Please return the full listing exactly as written, with the images removed.
════════════════════
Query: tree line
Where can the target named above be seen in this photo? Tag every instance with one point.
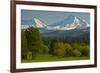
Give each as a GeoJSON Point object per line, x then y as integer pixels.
{"type": "Point", "coordinates": [32, 44]}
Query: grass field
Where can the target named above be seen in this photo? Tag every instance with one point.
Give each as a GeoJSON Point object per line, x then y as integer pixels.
{"type": "Point", "coordinates": [54, 58]}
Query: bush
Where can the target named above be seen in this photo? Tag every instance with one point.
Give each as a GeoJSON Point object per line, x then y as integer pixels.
{"type": "Point", "coordinates": [59, 49]}
{"type": "Point", "coordinates": [86, 51]}
{"type": "Point", "coordinates": [76, 53]}
{"type": "Point", "coordinates": [29, 55]}
{"type": "Point", "coordinates": [68, 49]}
════════════════════
> **TASK RESULT**:
Query: tree line
Where can the target named above be seen in this photo? Tag every instance with one point.
Give each as a GeoJSON Point object per line, x then y as integer pixels.
{"type": "Point", "coordinates": [32, 44]}
Query: grass field
Where can the target named above be seen in this photo? Tag every instance with one point.
Give each as a GeoJSON Point object per line, x then y as integer pixels.
{"type": "Point", "coordinates": [54, 58]}
Query: bush
Where can the target named above be seen in this photo? Tag every instance with one point.
Give each as a GeoJSON Point object per line, x then y as integer pixels.
{"type": "Point", "coordinates": [59, 49]}
{"type": "Point", "coordinates": [86, 51]}
{"type": "Point", "coordinates": [76, 53]}
{"type": "Point", "coordinates": [29, 55]}
{"type": "Point", "coordinates": [68, 49]}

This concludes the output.